## [PROBLEM DETAILS]
Extract these lines and reproduce each one without any change.

(Region labeling lines)
--- Start ---

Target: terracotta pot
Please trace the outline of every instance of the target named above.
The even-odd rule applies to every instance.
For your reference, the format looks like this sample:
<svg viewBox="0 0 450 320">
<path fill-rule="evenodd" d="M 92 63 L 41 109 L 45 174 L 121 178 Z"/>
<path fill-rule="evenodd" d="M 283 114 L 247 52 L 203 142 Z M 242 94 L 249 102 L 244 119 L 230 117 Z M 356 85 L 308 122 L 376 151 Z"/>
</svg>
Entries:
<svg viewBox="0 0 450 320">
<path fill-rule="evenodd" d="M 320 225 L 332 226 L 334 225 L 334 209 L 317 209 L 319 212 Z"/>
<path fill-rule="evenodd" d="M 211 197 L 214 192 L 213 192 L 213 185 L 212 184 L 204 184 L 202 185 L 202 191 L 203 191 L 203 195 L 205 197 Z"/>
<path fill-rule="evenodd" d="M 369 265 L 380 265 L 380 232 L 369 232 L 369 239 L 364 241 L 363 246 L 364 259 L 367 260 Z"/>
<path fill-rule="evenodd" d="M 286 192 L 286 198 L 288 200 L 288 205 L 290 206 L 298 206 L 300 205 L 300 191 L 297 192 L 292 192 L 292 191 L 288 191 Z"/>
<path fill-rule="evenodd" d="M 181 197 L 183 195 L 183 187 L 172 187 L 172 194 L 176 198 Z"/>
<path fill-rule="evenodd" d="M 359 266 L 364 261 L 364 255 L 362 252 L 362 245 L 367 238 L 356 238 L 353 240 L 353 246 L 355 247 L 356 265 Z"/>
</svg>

--- End ---

## [WORKED ANSWER]
Target: terracotta pot
Please trace the outline of every instance of the target named above.
The even-odd rule applies to every instance.
For your reference, the format looks like this sample:
<svg viewBox="0 0 450 320">
<path fill-rule="evenodd" d="M 92 63 L 41 109 L 45 174 L 121 178 Z"/>
<path fill-rule="evenodd" d="M 283 114 L 247 52 L 203 142 Z M 242 94 L 249 102 L 244 119 L 230 117 Z M 356 85 L 308 122 L 376 151 Z"/>
</svg>
Entries:
<svg viewBox="0 0 450 320">
<path fill-rule="evenodd" d="M 320 225 L 332 226 L 334 225 L 334 209 L 317 209 L 319 212 Z"/>
<path fill-rule="evenodd" d="M 211 197 L 214 192 L 213 192 L 213 185 L 212 184 L 204 184 L 202 185 L 202 191 L 203 191 L 203 195 L 205 197 Z"/>
<path fill-rule="evenodd" d="M 369 265 L 380 265 L 380 232 L 369 232 L 369 239 L 364 241 L 363 246 L 364 259 L 367 260 Z"/>
<path fill-rule="evenodd" d="M 286 192 L 286 198 L 288 200 L 288 205 L 290 206 L 298 206 L 300 205 L 300 191 L 297 192 L 292 192 L 292 191 L 288 191 Z"/>
<path fill-rule="evenodd" d="M 181 197 L 183 195 L 183 187 L 172 187 L 172 194 L 176 198 Z"/>
<path fill-rule="evenodd" d="M 359 266 L 364 261 L 364 255 L 362 252 L 362 245 L 367 238 L 356 238 L 353 240 L 353 246 L 355 247 L 356 265 Z"/>
</svg>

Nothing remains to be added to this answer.